Problem requirements: Give the number of lines in the records below that contain the word "jacket", and nothing more.

Input for this task:
[Start of section]

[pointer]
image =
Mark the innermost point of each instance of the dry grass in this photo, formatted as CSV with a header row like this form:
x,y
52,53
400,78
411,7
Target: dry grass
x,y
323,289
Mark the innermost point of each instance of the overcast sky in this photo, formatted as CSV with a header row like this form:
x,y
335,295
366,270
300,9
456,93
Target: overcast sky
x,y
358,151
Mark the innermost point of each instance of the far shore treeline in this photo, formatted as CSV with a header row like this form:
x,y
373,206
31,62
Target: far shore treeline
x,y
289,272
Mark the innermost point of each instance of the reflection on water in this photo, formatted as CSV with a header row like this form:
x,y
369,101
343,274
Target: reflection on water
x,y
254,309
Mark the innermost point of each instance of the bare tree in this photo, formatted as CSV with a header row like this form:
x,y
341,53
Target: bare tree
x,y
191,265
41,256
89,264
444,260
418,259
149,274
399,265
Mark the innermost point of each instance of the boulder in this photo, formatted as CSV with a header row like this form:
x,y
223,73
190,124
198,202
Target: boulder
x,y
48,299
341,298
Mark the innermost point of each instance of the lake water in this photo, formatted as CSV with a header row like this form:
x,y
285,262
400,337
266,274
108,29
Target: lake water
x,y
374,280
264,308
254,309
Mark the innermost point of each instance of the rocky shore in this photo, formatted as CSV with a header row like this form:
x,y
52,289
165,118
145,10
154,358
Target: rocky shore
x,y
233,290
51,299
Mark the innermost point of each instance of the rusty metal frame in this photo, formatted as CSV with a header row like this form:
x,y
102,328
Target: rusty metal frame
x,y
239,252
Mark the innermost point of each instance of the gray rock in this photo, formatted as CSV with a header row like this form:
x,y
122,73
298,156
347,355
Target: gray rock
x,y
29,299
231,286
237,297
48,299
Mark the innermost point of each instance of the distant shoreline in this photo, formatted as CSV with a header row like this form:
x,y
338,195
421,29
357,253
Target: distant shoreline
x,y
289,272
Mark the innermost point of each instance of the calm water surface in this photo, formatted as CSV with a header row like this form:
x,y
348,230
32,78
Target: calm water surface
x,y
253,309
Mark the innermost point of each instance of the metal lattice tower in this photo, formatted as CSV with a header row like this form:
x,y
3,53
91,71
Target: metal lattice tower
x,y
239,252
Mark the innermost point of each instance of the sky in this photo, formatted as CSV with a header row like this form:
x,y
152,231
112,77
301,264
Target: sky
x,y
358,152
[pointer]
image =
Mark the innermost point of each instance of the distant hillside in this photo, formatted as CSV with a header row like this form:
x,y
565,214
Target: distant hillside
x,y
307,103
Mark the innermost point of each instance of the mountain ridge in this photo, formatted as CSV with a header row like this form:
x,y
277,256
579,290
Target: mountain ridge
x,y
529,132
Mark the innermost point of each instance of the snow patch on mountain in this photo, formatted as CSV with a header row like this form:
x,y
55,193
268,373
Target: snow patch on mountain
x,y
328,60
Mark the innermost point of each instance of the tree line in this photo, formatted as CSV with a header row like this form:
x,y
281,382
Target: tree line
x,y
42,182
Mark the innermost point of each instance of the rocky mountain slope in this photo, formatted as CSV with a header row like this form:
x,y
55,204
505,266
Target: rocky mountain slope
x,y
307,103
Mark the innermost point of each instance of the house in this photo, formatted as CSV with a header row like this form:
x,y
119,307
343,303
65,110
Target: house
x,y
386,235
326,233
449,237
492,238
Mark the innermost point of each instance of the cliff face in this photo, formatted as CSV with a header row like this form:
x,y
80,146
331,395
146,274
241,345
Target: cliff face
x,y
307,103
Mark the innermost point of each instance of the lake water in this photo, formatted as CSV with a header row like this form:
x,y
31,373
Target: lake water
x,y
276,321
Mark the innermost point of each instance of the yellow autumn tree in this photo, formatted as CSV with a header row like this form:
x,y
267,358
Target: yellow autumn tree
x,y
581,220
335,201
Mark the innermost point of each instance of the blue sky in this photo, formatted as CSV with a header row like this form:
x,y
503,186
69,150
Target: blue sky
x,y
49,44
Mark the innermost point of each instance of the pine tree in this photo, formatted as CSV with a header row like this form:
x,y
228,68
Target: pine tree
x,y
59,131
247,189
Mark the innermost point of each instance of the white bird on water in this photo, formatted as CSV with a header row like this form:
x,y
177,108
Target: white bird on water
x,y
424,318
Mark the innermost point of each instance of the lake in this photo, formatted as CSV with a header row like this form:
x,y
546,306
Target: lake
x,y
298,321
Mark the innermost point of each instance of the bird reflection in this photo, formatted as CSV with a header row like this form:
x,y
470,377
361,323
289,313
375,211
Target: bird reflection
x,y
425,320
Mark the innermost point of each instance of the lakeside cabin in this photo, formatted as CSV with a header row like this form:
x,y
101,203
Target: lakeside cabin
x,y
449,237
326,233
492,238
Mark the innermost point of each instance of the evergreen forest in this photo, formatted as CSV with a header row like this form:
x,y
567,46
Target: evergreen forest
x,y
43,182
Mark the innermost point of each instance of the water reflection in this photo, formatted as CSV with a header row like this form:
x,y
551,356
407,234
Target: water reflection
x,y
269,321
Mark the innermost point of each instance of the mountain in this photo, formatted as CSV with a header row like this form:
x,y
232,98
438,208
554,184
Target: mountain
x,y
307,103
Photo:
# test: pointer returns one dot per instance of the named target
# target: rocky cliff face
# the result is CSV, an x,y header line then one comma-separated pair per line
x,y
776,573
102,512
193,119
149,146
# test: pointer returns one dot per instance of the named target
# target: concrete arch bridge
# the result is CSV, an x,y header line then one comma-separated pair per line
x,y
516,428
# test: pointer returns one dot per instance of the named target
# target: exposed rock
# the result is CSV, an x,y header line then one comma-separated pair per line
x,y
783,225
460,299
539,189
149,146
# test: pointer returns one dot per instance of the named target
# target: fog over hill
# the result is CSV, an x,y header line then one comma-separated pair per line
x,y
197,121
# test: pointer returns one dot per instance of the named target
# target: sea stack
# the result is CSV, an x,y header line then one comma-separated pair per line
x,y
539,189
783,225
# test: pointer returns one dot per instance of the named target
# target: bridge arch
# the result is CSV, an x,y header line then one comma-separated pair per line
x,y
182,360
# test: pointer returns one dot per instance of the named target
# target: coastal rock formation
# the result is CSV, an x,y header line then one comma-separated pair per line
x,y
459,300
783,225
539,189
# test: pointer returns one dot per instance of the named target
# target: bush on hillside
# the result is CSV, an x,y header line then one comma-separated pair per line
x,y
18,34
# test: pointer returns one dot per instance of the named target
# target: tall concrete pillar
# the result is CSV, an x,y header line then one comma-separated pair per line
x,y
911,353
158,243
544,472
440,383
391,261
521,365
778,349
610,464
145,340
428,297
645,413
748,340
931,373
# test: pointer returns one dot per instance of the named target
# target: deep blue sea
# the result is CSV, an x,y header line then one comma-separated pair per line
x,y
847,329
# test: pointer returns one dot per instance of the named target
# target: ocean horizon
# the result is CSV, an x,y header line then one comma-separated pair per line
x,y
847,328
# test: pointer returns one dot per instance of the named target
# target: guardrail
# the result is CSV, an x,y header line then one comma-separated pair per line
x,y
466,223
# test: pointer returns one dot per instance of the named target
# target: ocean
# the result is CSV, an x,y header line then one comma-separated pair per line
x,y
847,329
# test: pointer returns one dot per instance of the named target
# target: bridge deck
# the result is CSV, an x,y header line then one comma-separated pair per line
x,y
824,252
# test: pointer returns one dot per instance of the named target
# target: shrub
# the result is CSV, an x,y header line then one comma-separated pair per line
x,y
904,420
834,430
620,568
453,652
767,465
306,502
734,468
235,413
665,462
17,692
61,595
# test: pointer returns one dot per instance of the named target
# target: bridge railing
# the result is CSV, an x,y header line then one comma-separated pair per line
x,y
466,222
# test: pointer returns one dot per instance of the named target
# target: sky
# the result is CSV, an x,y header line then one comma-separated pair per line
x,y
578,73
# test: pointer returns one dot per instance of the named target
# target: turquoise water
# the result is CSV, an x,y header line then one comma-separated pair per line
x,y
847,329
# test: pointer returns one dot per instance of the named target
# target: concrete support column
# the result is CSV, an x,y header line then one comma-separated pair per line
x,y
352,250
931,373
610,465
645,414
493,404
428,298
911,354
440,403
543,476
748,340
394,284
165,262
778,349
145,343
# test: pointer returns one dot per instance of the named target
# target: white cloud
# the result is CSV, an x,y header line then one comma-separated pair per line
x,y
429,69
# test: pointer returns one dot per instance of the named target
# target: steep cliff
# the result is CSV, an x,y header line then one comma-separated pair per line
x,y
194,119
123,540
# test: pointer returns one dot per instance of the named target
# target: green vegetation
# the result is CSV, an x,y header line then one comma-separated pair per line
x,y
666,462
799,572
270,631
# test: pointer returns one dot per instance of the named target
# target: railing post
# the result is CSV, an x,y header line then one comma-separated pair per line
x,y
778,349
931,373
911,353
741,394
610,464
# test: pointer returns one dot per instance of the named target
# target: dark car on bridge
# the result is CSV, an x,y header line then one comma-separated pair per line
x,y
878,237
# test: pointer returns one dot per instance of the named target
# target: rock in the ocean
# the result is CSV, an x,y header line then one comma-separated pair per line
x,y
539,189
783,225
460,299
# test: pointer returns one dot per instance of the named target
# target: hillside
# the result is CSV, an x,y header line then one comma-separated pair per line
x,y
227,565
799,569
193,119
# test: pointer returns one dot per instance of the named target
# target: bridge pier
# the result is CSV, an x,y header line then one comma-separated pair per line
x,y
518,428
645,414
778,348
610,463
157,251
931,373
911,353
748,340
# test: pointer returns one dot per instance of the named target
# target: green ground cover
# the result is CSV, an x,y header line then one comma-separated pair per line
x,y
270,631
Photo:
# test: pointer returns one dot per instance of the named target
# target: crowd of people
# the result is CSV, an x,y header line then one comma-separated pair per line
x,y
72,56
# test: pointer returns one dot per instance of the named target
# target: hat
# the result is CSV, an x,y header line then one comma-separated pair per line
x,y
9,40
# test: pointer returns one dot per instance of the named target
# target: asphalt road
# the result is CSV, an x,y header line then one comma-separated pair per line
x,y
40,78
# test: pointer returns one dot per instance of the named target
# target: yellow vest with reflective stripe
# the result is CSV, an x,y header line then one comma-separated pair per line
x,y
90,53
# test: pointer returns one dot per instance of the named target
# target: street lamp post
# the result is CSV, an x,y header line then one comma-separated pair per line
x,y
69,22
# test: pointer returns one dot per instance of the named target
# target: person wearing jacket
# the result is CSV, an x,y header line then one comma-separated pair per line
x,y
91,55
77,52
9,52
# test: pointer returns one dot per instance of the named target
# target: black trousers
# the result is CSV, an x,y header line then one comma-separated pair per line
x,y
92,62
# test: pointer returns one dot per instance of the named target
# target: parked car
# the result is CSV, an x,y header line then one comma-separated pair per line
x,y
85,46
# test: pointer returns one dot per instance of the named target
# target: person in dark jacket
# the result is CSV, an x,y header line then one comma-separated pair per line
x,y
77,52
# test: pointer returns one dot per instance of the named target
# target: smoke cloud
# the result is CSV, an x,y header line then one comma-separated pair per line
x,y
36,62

[End of section]

Answer: 2